**Problems**
a. In the dividend resolution, reproduce the part between "1. Net income for" and "of PLN 50,981,750.", inclusive, substituting "General Assembly" for "Annual General Meeting".
b. According to the dividend resolution, how much dividend is paid per share for 2009?
c. Decide whether each statement agrees with the dividend resolution, answering yes or no and quoting the words that settle it: (i) The resolution takes effect on the date it is adopted. (ii) The first dividend payment falls on 17 November 2010. (iii) No votes were cast against the resolution.

**Selected passage**
=-=-=
1. Net income for the financial year 2009 of PLN 232,040,914.16 will be allocate as follows:
a) for the dividend payout for 2009 the amount of PLN 152,945,250.00,which is PLN 0.57 per share;
b) the remaining amount of profit in the amount of PLN 79, 095,664.16 to reserve capital.
2. The Annual General Meeting decides:
a) The dividend date (day of establishing the list of shareholders entitled to the dividend) will be on 19 July 2010;
b) The dividend will be paid on:
i. 11 August 2010 for amount of PLN 101,963,500;
ii. 17 November 2010 for amount of PLN 50,981,750.
§ 2
The resolution comes into force on the date of adoption.

Voting result:
The number of shares from which the valid votes were exercised: 208,908,657, constitutes 77.86% in the capital. 386,454,908 votes were exercised on that resolution, out of which 386,454,908 were valid:
. 386,454,808 votes in favor of the resolution,
. 0 votes against the resolution,
. 0 votes abstained votes.
=-=-=
**Dataset entries**
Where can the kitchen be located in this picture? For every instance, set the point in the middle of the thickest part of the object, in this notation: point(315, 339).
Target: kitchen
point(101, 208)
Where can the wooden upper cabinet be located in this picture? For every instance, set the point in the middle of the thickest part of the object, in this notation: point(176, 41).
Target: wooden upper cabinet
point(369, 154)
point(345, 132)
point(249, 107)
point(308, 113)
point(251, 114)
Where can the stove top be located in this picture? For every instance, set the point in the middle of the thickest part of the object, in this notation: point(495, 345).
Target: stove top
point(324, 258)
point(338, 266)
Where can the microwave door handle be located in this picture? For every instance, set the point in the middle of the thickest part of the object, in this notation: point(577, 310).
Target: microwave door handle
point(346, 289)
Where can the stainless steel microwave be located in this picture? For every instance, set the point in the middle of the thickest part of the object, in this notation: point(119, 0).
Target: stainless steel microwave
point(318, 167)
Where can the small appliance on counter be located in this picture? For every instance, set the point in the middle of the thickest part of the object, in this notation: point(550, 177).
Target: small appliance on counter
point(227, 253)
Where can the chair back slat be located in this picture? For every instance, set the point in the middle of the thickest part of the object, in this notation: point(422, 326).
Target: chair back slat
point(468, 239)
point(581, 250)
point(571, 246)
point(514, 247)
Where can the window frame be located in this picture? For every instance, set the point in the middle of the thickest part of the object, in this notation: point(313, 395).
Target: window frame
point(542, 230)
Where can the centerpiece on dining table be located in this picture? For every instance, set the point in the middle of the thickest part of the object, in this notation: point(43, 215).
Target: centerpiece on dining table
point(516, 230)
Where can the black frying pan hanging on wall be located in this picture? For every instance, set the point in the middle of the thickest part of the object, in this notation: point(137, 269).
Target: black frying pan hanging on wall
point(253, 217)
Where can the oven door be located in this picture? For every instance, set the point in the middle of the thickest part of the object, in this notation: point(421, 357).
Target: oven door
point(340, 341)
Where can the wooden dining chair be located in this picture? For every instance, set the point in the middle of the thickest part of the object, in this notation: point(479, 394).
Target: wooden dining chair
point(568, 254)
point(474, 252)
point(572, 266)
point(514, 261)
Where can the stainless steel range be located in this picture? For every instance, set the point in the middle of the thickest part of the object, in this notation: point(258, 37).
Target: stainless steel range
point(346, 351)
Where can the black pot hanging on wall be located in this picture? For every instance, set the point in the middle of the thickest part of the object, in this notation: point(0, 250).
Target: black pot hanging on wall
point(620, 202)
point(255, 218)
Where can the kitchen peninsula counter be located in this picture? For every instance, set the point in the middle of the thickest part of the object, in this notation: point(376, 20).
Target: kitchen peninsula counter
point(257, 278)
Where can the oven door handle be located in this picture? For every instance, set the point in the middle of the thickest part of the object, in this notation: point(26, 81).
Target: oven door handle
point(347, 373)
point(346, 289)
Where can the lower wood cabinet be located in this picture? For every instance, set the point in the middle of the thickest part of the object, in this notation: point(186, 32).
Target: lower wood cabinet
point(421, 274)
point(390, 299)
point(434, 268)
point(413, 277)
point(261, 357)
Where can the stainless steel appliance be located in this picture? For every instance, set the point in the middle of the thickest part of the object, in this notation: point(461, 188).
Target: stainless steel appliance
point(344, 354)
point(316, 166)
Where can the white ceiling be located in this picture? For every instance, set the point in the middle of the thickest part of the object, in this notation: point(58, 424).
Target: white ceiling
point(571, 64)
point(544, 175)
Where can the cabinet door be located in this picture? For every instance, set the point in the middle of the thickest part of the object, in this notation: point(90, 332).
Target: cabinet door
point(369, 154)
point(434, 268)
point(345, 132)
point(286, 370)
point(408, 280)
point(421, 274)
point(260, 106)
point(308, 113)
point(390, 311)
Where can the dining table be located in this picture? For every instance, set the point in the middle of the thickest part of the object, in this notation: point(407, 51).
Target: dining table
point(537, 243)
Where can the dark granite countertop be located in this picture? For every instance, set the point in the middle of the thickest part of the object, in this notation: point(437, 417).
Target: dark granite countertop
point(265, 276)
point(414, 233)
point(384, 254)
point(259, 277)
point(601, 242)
=-=-=
**Results of the tasks**
a.
1. Net income for the financial year 2009 of PLN 232,040,914.16 will be allocate as follows:
a) for the dividend payout for 2009 the amount of PLN 152,945,250.00,which is PLN 0.57 per share;
b) the remaining amount of profit in the amount of PLN 79, 095,664.16 to reserve capital.
2. The General Assembly decides:
a) The dividend date (day of establishing the list of shareholders entitled to the dividend) will be on 19 July 2010;
b) The dividend will be paid on:
i. 11 August 2010 for amount of PLN 101,963,500;
ii. 17 November 2010 for amount of PLN 50,981,750.

b. PLN 0.57 per share.

c.
(i) Yes: "The resolution comes into force on the date of adoption."
(ii) No: "11 August 2010 for amount of PLN 101,963,500"
(iii) Yes: "0 votes against the resolution"